Task: Rescale the listing below: write out every line again, the wording lines unchanged, with each x and y coordinate in the answers multiplied by 0.25 and rounded to a whole number, halves rounding up.

Records shown:
==============================
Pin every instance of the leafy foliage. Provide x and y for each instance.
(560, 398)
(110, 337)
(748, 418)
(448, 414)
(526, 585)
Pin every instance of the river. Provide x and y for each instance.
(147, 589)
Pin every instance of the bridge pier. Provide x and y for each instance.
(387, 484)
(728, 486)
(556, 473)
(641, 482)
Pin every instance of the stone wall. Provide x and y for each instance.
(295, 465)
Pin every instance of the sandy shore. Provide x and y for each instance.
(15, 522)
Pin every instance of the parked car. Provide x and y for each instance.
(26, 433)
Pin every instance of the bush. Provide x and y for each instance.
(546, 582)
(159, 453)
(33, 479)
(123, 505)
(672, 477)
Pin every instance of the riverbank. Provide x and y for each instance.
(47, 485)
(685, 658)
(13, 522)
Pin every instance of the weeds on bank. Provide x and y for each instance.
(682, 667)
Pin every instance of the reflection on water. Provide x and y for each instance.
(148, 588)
==============================
Written solution:
Pin every instance of the leafy foliage. Provide x and y for each instance.
(140, 100)
(28, 84)
(187, 105)
(112, 104)
(132, 146)
Pin every instance of the river. Provide x and y for each instance.
(37, 147)
Pin every instance of the bridge pier. Provide x and y for each instance.
(97, 121)
(182, 122)
(139, 118)
(160, 121)
Pin every instance of the stone wall. Provide x and y for each instance.
(74, 116)
Pin every instance of the sandy shore. Provide x and y for each instance.
(4, 131)
Pin every instance of the parked car. Provide x and y for each instance.
(7, 108)
Pin every instance of the bush. Provide x and y for each instance.
(137, 146)
(40, 113)
(8, 120)
(31, 126)
(168, 119)
Pin every instance of the riverbank. Provide x and y for each instance.
(12, 121)
(171, 165)
(3, 131)
Pin every instance of the weeds on bank. Provide x and y for each instance.
(171, 167)
Pin every instance of the reflection on water. Provide x and y for each instance.
(37, 147)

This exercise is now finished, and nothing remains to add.